• _Task goal_: In the first speaker's remarks in the earnings-call excerpt on hiring bankers, list each distinct figure written in numerals.

• _Document section_:
+---+

And look, to Terry's point, I mean we've installed this model. We use the statistic, Ryan, a couple quarters ago, we said, when we looked at the original math, it looked like Pinnacle had 570 revenue producers to Synovus' 270. And so just to put that in perspective, similar-sized banks, they got 2.1x the number of revenue producers. So imagine Terry taking his model applying it to our 270 revenue producers. We have Synovus. They all know folks. The difference in the model in the past is I would have -- it's on me. I would have given them a budget that said in Atlanta, you get 4 FTEs you have to add. And in Orlando, you get 3. This new model is, look, in Atlanta, our new leader in Atlanta, Charlie Clark, we're like go find every great banker. Just like we're doing in Jacksonville, they're 140 there. That means Atlanta has probably got 250 find of those 250 who you want to hire and let's go hire them. So our team is in a place to be able to do that in the markets that you asked for, it's really no specific market. I joked with Terry last week. I said maybe there's one market we wouldn't want to add in is Nashville because they control the market, and I think he added a new resource there last week. So it shows me that I don't know. But in markets like Atlanta, there's opportunity for density, in markets like Orlando and Tampa and South Florida, huge opportunity. And then I look at some of the markets that Terry has recently expanded into, like Richmond and D.C., there's tremendous opportunity there and imagine in the State of Virginia, if you can go down in the Hampton Roads in that area. They're already in Roanoke. So there is enough opportunity for us to be adding for the foreseeable future. And that's just complemented by the fact that at Synovus, we haven't had the density in the past. So you go into our markets and put a similar density and you're going to see good growth.

Ryan Nash

Analysts
#17

I guess -- so for Terry has been running this model for a while. Obviously, it's going to be a change for a lot of the legacy Synovus people. And historically, both institutions, I think, had low attrition. But Kevin, how do you -- how did you assess the risk of higher attrition? Someone decides they don't want to be part of this large organization, they don't want to be part of this model. I'm sure Terry is going to tell me recent reasons why that will be crazy. But maybe you can just fill us in on how you guys thought about this when the deal came together.

+---+

• _Object outline annotations_:
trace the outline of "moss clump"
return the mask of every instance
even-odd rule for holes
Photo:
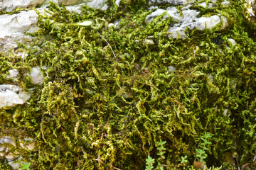
[[[228,151],[237,151],[240,164],[252,158],[256,46],[240,4],[216,3],[215,11],[205,11],[220,8],[229,18],[225,30],[188,31],[183,40],[170,40],[174,21],[160,16],[146,23],[150,12],[144,3],[122,1],[117,7],[109,1],[106,11],[84,6],[81,15],[51,3],[50,16],[38,13],[37,41],[12,67],[26,72],[46,66],[45,84],[29,104],[0,115],[5,132],[22,128],[35,139],[36,149],[23,155],[31,167],[143,169],[149,153],[157,158],[160,140],[166,141],[167,169],[185,155],[192,164],[204,132],[213,135],[208,165],[220,166]],[[88,20],[92,26],[70,24]],[[118,28],[108,27],[117,21]],[[154,44],[144,43],[149,36]],[[22,76],[18,81],[33,87]]]

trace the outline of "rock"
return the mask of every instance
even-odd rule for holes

+---+

• _The reply_: 570, 270, 2.1x, 4, 3, 140, 250